In September 2019, NME included the song in their "25 essential UK garage anthems" list.

==Track listings==

Digital download
| No. | Title | Length |
|---|---|---|
| 1. | "You & Me" (featuring Eliza Doolittle) | 4:56 |

Remixes
| No. | Title | Length |
|---|---|---|
| 1. | "You & Me" (Baauer remix) (featuring Eliza Doolittle) | 4:03 |
| 2. | "You & Me" (Toro y Moi remix) (featuring Eliza Doolittle) | 4:53 |
| 3. | "You & Me" (Flume remix) (featuring Eliza Doolittle) | 4:43 |
| 4. | "You & Me" (Meute remix) | 5:06 |

==Credits and personnel==
- Lead vocals – Eliza Doolittle
- Producers – Disclosure
- Lyrics – Howard Lawrence, Guy Lawrence, James Napier, Eliza Caird
- Label: Island

==Chart performance==
On 5 May 2013, the song entered at number 10 on the UK Singles Chart for the week ending 11 May 2013. It also entered at number six on the UK Dance Chart, number 27 on the Scottish Singles Chart and has also charted in Belgium.

===Weekly charts===

Weekly chart performance for "You & Me"
| Chart (2013–2024) | Peak position |
|---|---|
| Austria (Ö3 Austria Top 40) | 62 |
| Belgium (Ultratip Bubbling Under Flanders) | 7 |
| Belgium (Ultratop 50 Wallonia) | 41 |
| France (SNEP) | 2 |
| Germany (GfK) | 88 |
| Greece International (IFPI) | 11 |
| Ireland (IRMA) | 66 |
| Netherlands (Single Top 100) | 59 |
| Portugal (AFP) | 46 |
| Scottish Singles Sales (Official Charts) | 27 |
| Slovakia Airplay (ČNS IFPI) | 82 |
| Spain (Promusicae) | 30 |
| Switzerland (Schweizer Hitparade) | 27 |
| UK Singles (Official Charts) | 10 |
| UK Dance (Official Charts) | 6 |
| Ukraine Airplay (TopHit) | 51 |
| US Hot Dance/Electronic Songs (Billboard) | 19 |

Weekly chart performance for "You & Me (Flume Remix)"

* **Information shown**:
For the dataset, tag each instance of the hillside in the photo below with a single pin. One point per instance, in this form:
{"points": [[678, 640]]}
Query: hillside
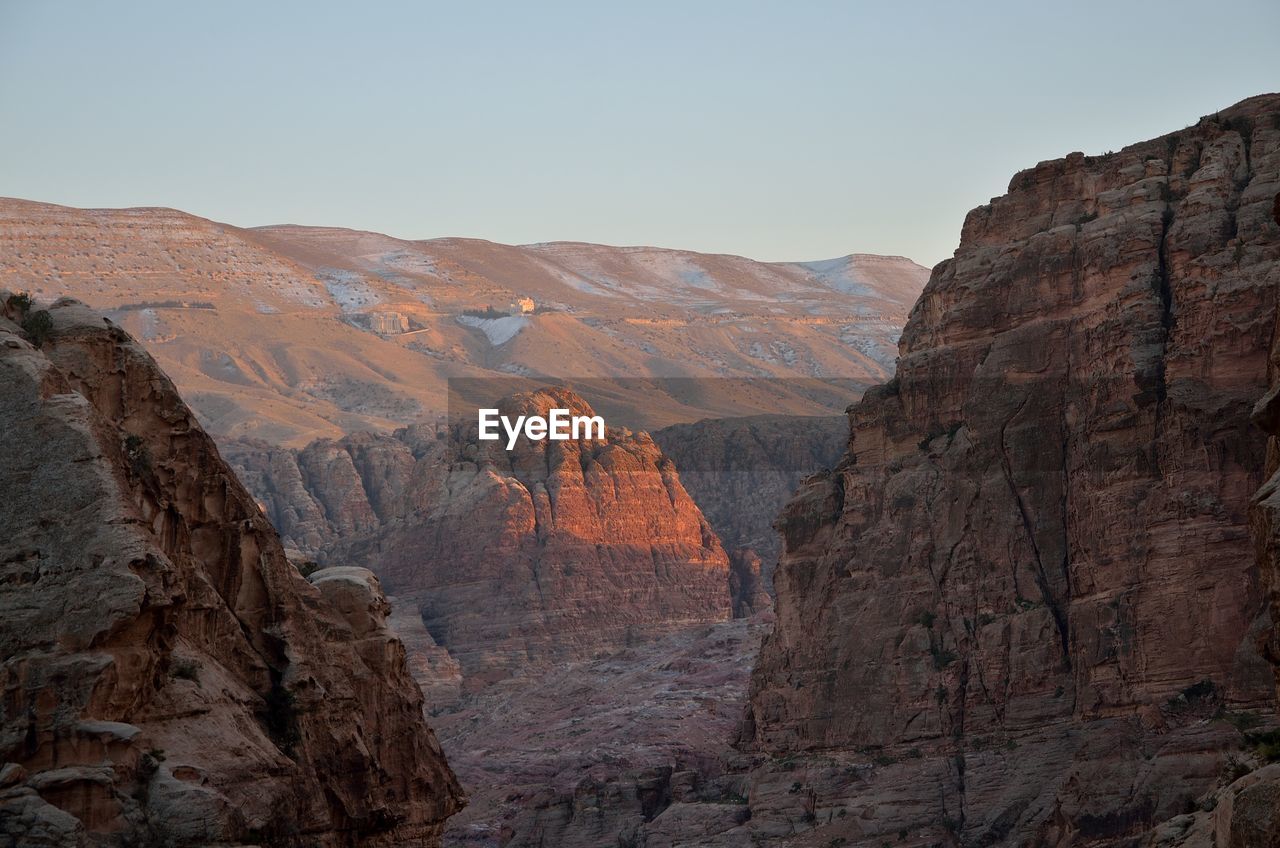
{"points": [[293, 333]]}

* **Problems to solve**:
1. Answer these questions using the excerpt about the song "You & Me":
(a) Who is credited with the lead vocals?
(b) What peak position did the song reach on the France (SNEP) chart?
(c) How long is the Flume remix?
2. Resume the excerpt about the song "You & Me" after its final line.

* **Task-by-task results**:
1.
(a) Eliza Doolittle
(b) Number 2
(c) 4:43

2.
| Chart (2013) | Peak position |
|---|---|
| UK Dance (Official Charts) | 17 |
| UK Singles (Official Charts) | 49 |

Weekly chart performance for "You & Me (Rivo Remix)"
| Chart (2026) | Peak position |
|---|---|
| Greece International (IFPI) | 23 |

===Monthly charts===

Monthly chart performance for "You & Me"
| Chart (2024) | Peak position |
|---|---|
| Ukraine Airplay (TopHit) | 90 |

===Year-end charts===

2013 year-end chart performance for "You & Me"
| Chart (2013) | Position |
|---|---|
| UK Singles (Official Charts Company) | 100 |

2014 year-end chart performance for "You & Me"
| Chart (2014) | Position |
|---|---|
| France (SNEP) | 10 |
| US Hot Dance/Electronic Songs (Billboard) | 54 |

2015 year-end chart performance for "You & Me"
| Chart (2015) | Position |
|---|---|
| France (SNEP) | 99 |

2024 year-end chart performance for "You & Me"
| Chart (2024) | Position |
|---|---|
| Portugal (AFP) | 124 |
| Switzerland (Schweizer Hitparade) | 45 |

2025 year-end chart performance for "You & Me"
| Chart (2025) | Position |
|---|---|
| Belgium (Ultratop 50 Flanders) | 156 |

==Certifications and sales==

Certifications for "You & Me"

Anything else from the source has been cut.